== BRIEF ==
Please format everything in the listing from the line containing "Mark the region of each instance of the yellow foot;" down to the end of the listing as a Markdown table with the columns No. and Line, leaving out blank lines.

--- START INPUT MATERIAL ---

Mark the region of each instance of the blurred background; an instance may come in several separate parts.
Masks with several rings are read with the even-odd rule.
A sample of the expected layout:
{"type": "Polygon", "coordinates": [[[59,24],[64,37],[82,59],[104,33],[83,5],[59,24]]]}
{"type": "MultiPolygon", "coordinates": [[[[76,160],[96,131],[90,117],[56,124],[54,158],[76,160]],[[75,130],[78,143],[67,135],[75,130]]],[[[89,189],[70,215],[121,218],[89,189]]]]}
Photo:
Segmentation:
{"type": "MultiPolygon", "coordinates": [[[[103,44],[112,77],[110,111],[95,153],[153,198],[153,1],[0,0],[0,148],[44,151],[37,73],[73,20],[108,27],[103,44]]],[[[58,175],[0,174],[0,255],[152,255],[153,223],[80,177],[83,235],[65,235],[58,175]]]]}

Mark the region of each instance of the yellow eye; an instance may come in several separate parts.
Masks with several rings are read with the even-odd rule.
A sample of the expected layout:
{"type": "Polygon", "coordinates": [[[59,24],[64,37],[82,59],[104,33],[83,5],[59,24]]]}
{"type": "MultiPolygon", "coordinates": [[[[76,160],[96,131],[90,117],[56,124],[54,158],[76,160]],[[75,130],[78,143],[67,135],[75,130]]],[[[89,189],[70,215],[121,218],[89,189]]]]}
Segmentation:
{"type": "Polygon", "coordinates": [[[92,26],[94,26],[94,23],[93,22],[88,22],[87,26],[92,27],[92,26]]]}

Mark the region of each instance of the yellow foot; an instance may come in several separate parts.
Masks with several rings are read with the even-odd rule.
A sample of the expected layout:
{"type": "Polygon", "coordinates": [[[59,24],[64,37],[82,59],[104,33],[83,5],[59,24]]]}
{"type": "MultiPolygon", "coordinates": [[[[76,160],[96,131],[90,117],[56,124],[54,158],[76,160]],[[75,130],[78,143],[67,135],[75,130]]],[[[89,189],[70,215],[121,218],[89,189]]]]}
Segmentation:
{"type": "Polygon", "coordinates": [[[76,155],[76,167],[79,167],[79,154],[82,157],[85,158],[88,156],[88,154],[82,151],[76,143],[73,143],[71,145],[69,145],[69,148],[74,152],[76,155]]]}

--- END INPUT MATERIAL ---

== THE COMPLETED TASK ==
| No. | Line |
|---|---|
| 1 | Mark the region of each instance of the yellow foot; an instance may come in several separate parts. |
| 2 | Masks with several rings are read with the even-odd rule. |
| 3 | A sample of the expected layout: |
| 4 | {"type": "Polygon", "coordinates": [[[59,24],[64,37],[82,59],[104,33],[83,5],[59,24]]]} |
| 5 | {"type": "MultiPolygon", "coordinates": [[[[76,160],[96,131],[90,117],[56,124],[54,158],[76,160]],[[75,130],[78,143],[67,135],[75,130]]],[[[89,189],[70,215],[121,218],[89,189]]]]} |
| 6 | Segmentation: |
| 7 | {"type": "Polygon", "coordinates": [[[76,155],[76,167],[79,167],[79,154],[82,157],[85,158],[88,156],[88,154],[82,151],[76,143],[73,143],[71,145],[69,145],[69,148],[74,152],[76,155]]]} |